* [Teks Halaman]:
——

Adapun pertanyaan tentang bagaimana membangun masyarakat baru dijawab oleh Muhammad. Tapi bukan tempatnya di sini menguraikannya satu per satu. Di sini kita hanya akan melihat bagaimana Tuhan mempersiapkan dan merekayasa perubahan bahkan dimulai dari kelahiran aktor utama perubahan tersebut. Muhammad dilahirkan dalam keluarga yang bersahaja. Menjadi yatim sejak dalam kandungan dan tak sempat utuh menikmati kasih ibu. Ia kemudian diasuh oleh kakek, dan terakhir oleh pamannya. Seperti Ibrahim, Yusuf dan Musa, ia tak memiliki kesempatan untuk bermanja. Namun itu juga berarti terbebas dari salah asuh. Menumpang hidup bersama pamannya memberinya kesempatan untuk belajar berendah hati. Mendapat teman sepermainan seperti Ali, memberinya pengalaman untuk menjadi Kakak yang harus mengayomi adik yang bukan saudara kandung. Pengembaraannya bersama paman dalam berdagang ke pelosok-pelosok jauh memberinya gambaran kehidupan rakyat yang kelak akan dipimpinnya dalam memulai gerakan perubahan terbesar dan tersukses sepanjang sejarah.

***

Dalam konteks kini dan di sini, di tengah banyaknya suara yang mendendangkan lagu perubahan, dan tak kalah banyak suara sumbang putus asa ala Yunus, harus selalu diingat bahwa Sang Maha pun tak menciptakan perubahan dalam sekejap. Tuhan sendiri mempersiapkan segala sesuatunya, paling tidak, 25 tahun sebelum perubahan itu dimulai, dan ketika ia dimulai pun masih banyak tantangan dahsyat yang harus dihadapi oleh para Rasul-Nya sebelum berhasil mewujudkan perubahan itu.

——

* [Latihan Tertulis]: Menurut teks halaman, paling tidak berapa tahun Tuhan mempersiapkan segala sesuatunya sebelum perubahan itu dimulai? Daftar di bawah ini merupakan bahan yang terpisah dari teks halaman.

——

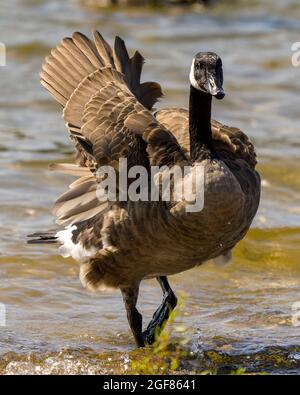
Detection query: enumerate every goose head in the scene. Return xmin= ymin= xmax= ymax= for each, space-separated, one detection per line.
xmin=190 ymin=52 xmax=225 ymax=99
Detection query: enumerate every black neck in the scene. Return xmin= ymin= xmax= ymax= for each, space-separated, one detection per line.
xmin=189 ymin=85 xmax=213 ymax=160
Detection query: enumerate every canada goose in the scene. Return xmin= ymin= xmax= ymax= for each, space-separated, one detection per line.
xmin=29 ymin=31 xmax=260 ymax=346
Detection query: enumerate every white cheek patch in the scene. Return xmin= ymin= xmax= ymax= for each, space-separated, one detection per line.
xmin=56 ymin=225 xmax=97 ymax=261
xmin=190 ymin=59 xmax=205 ymax=92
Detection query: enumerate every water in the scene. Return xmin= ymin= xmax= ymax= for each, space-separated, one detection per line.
xmin=0 ymin=0 xmax=300 ymax=374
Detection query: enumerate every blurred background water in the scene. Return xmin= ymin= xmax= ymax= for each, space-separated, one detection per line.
xmin=0 ymin=0 xmax=300 ymax=374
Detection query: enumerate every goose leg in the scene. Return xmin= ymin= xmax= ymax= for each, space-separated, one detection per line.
xmin=143 ymin=276 xmax=177 ymax=344
xmin=121 ymin=287 xmax=144 ymax=347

——

* [Jawaban Latihan]: Paling tidak 25 tahun.